## GIVEN REQUEST A
Copy every line of the listing below that contains the word "keyboard".

━━━ SOURCE DOCUMENT

The process from ideation to prototyping is pretty straightforward, but is surprisingly long in execution, especially when you’re new to it. The Coffee House project is our common project on the course, and we use it for every assignment before proceeding to our portfolio project. My portfolio project, as I have said before, is to create a service review app for a fitness trainer. The two prompts are quite different, and the user journeys are different, but the user flows are fairly similar, and there are frames that can even be recycled.
After creating paper wireframes and then digital wireframes, we created paper user flows and the digital user flows. Over the on the right is one of the paper wireframes that I made, which I later digitalised on Figma. I like the design iteration as it gives me lots of chanced to refine my ideas. In fact, when I started the prototype, I had only drawn five paper wireframes. The final lo-fi Figma prototype has 11 frames!
Yoast SEO is telling me that the 190 words I have just written is too little, and that I need to bump it up to 300 words. I guess that I could, but I prefer to just go ahead and post this, and take my dogs out for a walk before evening falls. I have been working hard, and studying hard, and I would like a little time off. So, thanks Yoast, but not today. 😛
After a short pause, I am back on the Google/Coursera UX Design Certificate course! “Build Wireframes and Low-Fidelity Prototypes” is the title of this unit, the third of seven.
Wireframes and Low-Fidelity Prototypes
Wireframes and Low-Fidelity Prototypes are the first step in creation of a solution for your product. That is a bit mealy-mouthed, isn’t it? Wireframes and Low-Fidelity Prototypes are a sketch of what you’re going to build. You take all that user research and start to turn it into something concrete – a design!
Whether you are working alone, in a small team or in a big team, the process of making ideas become realities is complex. Getting mislaid, off track or too granular too early is easy. The ideation stage, in which we created personas, empathised with them, understood their user journey and made problem statements has placed us in a position to now define what it is we are going to build.
Instead of a problem statement, we use a Goal Statement. We are building on the research we have already done by now defining what we are going to do and how we are going to measure the results.
After that, we make a first user flow. They asked for a a sketch. I did that. But after submitting my work, I was that other students on the course had gone ahead and made a proper flow chart. It took me a little while to figure out where on Google Drive this can be done. I thought it might be slides, but it turns out to be Drawings. Once I got there, I faffed around a bit with design. But, I managed in the end. Funny, hey, how something relatively low-tech like a flow chart still has its learning curve. About a year ago, I started using Google Drive in earnest. I did a little certificate course (funded by the Valencian Government) and discovered that I quite like Cloud Computing. So, without further ado, here is my User Flow Diagram:
Where UX gets interesting!
This is where UX gets its hands dirty. Musicians attest that it is much harder to compose a song than to hum a melody. Getting ideas out of your head and into the world is hard, but it is the essence of any creative process. Creation requires patience, dedication, reiteration and plenty of self-doubt. I am happy to be back on the UX course! I took a little rest because I signed up for a dj course at MixPeople DJ School. It was awesome, and I learned a skill I have been wanting to polish for a long time. The Wireframes and Low-Fidelity Prototypes course began with a review of concepts from courses 1 and 2. I felt super chuffed (that is British slang for happy) to discover that the ideas, concepts and methods had stuck and I was able to remember them clearly after a nearly two months rest. Yay for my old brain.

━━━━━━
━━━ DATA SHOWN

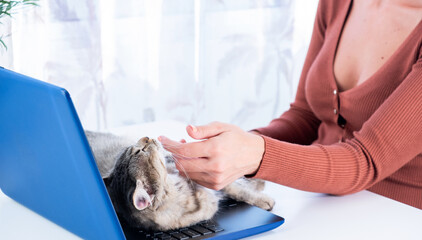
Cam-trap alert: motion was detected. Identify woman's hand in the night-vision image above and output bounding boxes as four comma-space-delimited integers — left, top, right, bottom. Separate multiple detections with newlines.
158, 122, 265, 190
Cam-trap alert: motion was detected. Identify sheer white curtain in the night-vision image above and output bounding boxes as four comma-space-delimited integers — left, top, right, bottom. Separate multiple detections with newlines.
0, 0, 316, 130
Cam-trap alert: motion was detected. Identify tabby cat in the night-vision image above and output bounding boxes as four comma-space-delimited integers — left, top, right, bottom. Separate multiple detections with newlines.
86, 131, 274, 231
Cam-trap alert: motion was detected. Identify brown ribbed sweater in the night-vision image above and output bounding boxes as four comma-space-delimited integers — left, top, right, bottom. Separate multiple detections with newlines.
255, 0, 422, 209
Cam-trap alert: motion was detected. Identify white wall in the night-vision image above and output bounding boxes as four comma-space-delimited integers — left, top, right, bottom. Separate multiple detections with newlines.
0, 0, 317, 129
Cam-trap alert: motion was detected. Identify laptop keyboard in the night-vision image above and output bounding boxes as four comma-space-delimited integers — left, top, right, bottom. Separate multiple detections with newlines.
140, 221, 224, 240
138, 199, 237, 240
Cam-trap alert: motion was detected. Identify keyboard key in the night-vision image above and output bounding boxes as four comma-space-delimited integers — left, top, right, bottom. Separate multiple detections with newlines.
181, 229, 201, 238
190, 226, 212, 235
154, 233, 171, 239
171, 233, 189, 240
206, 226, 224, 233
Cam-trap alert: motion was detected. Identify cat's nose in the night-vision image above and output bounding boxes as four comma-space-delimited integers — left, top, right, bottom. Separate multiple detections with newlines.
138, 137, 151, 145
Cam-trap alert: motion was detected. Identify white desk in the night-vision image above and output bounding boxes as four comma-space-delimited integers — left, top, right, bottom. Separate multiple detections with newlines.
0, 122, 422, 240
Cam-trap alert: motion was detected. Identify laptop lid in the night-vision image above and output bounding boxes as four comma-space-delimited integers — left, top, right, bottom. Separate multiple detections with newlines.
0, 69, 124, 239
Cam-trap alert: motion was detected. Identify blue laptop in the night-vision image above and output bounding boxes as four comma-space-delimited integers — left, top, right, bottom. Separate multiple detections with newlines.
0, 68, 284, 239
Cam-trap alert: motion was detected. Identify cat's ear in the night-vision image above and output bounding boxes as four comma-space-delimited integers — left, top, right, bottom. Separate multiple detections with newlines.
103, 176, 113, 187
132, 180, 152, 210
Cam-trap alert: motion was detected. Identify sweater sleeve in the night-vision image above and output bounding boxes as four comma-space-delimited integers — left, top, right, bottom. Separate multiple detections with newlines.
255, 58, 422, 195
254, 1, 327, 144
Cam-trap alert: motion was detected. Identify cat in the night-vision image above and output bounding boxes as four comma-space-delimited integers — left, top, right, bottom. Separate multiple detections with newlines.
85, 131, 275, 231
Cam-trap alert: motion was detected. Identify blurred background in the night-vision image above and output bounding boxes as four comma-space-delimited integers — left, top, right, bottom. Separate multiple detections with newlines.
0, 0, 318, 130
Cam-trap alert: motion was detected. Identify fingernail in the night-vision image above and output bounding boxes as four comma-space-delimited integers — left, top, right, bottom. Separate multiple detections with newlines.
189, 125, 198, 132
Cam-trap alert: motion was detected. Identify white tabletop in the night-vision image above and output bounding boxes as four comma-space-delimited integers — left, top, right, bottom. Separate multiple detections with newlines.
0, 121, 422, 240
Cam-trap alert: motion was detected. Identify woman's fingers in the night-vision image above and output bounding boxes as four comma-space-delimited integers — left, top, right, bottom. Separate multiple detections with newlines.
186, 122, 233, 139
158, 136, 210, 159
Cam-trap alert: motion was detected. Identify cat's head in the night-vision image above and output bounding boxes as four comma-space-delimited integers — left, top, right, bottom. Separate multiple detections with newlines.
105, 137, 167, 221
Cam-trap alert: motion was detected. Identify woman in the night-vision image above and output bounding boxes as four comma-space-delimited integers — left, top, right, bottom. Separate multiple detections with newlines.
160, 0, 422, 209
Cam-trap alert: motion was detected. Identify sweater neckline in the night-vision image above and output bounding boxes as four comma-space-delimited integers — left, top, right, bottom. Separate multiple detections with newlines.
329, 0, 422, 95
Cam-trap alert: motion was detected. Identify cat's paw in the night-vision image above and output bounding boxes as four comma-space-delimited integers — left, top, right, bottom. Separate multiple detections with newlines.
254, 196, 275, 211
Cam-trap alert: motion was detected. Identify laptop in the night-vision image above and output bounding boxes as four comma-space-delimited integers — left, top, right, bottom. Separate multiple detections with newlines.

━━━━━━

## GIVEN REQUEST B
Based on the post about the UX design course, answer yes or no to each statement and quote the deciding words: (i) the final lo-fi Figma prototype has 11 frames; (ii) the writer's portfolio project is a service review app for a coffee house; (iii) the writer made the flow chart in Google Slides.

## FULL SOLUTION A
Cam-trap alert: motion was detected. Identify laptop keyboard in the night-vision image above and output bounding boxes as four comma-space-delimited integers — left, top, right, bottom. Separate multiple detections with newlines.
Cam-trap alert: motion was detected. Identify keyboard key in the night-vision image above and output bounding boxes as four comma-space-delimited integers — left, top, right, bottom. Separate multiple detections with newlines.

## FULL SOLUTION B
(i) Yes: "The final lo-fi Figma prototype has 11 frames!"
(ii) No: "My portfolio project, as I have said before, is to create a service review app for a fitness trainer."
(iii) No: "I thought it might be slides, but it turns out to be Drawings."